■ Exercise input

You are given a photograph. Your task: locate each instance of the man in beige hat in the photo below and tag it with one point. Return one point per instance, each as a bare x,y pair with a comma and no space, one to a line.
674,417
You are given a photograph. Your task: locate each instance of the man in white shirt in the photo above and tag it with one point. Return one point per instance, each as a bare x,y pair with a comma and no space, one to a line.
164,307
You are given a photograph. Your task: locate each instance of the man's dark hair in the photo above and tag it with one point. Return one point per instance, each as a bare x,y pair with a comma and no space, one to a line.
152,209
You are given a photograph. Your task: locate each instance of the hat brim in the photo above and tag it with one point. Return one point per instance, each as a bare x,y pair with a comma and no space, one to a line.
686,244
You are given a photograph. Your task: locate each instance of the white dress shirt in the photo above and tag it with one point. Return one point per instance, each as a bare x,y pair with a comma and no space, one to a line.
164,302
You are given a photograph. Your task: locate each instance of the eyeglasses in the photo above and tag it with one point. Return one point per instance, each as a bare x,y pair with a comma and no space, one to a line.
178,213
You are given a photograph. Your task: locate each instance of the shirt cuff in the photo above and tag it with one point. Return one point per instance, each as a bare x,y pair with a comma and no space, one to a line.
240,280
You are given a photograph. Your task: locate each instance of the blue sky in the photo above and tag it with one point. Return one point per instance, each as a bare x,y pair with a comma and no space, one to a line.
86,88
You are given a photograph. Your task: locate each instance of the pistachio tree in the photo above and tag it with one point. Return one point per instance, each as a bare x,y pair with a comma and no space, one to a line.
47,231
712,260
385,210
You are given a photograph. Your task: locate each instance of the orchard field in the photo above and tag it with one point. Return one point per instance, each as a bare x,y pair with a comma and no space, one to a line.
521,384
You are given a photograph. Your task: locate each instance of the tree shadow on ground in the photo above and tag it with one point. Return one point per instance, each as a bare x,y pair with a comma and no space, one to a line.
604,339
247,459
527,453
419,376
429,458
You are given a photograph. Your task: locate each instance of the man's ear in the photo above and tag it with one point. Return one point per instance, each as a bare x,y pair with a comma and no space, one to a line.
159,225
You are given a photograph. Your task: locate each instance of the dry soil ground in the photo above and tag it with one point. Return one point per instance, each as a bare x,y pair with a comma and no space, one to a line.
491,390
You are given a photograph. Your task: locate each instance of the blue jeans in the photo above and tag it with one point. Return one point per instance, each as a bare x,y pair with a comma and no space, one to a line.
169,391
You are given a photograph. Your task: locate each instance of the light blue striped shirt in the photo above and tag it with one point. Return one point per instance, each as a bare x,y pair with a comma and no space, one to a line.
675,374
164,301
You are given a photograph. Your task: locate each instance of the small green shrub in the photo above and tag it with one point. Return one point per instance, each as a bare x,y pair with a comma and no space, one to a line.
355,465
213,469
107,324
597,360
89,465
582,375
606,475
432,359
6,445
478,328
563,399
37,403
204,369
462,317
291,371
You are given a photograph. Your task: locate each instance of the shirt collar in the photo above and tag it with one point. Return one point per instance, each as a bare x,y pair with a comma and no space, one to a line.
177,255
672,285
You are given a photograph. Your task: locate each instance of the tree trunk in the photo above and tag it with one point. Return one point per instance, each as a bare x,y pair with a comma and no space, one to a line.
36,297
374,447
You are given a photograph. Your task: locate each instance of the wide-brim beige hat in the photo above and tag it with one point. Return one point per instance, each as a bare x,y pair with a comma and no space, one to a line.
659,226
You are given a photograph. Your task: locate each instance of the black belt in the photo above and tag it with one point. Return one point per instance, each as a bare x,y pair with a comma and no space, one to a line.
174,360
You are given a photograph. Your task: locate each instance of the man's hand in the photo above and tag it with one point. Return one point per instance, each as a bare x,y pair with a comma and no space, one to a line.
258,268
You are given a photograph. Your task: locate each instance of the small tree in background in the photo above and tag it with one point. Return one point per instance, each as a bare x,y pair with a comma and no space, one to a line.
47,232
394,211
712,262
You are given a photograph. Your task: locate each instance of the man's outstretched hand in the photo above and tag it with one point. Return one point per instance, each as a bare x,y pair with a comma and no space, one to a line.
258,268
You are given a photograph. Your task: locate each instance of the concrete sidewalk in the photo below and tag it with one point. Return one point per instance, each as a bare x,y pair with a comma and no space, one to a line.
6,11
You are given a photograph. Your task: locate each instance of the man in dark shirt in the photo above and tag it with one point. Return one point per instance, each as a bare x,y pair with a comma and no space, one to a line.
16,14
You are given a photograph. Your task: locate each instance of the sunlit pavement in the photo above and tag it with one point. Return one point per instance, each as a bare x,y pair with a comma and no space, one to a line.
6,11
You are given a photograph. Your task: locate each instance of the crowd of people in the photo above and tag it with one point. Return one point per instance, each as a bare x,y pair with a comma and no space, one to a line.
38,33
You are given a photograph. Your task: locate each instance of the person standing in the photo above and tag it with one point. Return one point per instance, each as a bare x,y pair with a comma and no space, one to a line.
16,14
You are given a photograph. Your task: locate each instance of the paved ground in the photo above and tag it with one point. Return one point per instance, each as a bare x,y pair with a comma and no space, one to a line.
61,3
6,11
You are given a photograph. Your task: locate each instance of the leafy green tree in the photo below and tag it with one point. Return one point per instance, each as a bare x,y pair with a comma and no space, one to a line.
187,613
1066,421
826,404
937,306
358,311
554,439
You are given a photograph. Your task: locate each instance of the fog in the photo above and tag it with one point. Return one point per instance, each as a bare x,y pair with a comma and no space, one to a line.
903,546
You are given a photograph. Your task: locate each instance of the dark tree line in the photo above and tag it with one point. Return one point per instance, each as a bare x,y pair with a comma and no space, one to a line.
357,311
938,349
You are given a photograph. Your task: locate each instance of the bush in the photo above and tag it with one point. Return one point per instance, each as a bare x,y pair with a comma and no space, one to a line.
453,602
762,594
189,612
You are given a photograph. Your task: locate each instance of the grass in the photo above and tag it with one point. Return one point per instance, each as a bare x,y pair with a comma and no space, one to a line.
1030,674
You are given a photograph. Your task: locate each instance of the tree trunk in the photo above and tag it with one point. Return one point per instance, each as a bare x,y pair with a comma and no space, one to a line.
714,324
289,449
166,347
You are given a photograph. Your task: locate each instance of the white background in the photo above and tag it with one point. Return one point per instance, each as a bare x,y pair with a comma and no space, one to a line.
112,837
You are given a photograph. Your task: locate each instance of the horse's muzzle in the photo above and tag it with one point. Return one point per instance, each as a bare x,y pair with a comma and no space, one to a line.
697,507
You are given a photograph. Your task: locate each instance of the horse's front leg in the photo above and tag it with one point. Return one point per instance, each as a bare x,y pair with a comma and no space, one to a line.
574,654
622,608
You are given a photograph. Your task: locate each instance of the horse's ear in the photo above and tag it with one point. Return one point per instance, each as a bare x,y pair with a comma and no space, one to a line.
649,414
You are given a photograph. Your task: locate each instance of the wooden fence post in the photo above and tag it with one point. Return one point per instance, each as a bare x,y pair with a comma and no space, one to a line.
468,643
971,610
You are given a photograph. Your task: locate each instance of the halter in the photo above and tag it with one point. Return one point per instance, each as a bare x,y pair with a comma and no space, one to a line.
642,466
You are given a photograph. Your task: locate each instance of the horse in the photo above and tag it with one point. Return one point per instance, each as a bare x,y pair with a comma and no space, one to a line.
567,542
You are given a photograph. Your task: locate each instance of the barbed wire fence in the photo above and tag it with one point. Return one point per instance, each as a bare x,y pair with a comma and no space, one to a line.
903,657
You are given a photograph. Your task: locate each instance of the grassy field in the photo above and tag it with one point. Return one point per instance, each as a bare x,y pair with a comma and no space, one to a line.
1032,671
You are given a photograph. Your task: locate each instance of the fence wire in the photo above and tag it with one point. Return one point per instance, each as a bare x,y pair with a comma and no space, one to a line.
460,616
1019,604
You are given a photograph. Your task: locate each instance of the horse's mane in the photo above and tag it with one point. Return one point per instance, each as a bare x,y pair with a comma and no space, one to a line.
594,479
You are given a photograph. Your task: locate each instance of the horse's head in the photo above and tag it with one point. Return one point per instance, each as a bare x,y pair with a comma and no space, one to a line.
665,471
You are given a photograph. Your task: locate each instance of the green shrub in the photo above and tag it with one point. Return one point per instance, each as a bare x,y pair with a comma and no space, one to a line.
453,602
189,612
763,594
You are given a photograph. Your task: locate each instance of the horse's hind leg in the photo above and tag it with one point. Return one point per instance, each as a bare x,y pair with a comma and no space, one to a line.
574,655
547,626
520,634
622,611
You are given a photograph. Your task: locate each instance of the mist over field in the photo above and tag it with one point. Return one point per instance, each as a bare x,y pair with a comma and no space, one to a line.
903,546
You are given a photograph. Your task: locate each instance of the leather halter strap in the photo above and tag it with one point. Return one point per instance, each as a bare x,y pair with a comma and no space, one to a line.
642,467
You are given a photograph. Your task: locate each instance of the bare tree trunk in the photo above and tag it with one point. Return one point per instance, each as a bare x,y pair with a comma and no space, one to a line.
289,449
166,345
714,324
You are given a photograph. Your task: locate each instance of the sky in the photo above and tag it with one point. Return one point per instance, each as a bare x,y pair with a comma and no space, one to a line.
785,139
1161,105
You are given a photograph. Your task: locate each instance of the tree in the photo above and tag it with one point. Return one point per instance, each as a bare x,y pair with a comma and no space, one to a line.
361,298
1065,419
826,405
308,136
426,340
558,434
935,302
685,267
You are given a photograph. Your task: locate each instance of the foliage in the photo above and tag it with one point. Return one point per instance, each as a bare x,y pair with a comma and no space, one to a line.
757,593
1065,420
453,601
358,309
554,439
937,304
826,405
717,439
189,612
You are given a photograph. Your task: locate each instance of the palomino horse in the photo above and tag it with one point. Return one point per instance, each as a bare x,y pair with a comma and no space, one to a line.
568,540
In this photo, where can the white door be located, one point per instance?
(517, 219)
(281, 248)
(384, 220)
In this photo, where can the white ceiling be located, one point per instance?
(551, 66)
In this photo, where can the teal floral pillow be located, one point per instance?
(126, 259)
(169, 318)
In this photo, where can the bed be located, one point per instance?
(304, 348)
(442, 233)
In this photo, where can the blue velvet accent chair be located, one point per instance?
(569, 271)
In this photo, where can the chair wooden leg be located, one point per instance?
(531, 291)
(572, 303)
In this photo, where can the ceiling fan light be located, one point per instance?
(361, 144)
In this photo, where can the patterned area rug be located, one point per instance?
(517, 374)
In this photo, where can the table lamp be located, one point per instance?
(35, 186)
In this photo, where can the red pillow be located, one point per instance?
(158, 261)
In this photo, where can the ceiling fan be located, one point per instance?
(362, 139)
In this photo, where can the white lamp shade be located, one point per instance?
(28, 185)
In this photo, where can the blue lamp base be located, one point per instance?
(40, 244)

■ What you need to do
Beginning with the line that contains "In this photo, where can the blue lamp", restate word for word each line through the last one in the data, and write nothing more.

■ Problem solution
In this photo, where can the blue lamp base be located, one point per instance?
(40, 244)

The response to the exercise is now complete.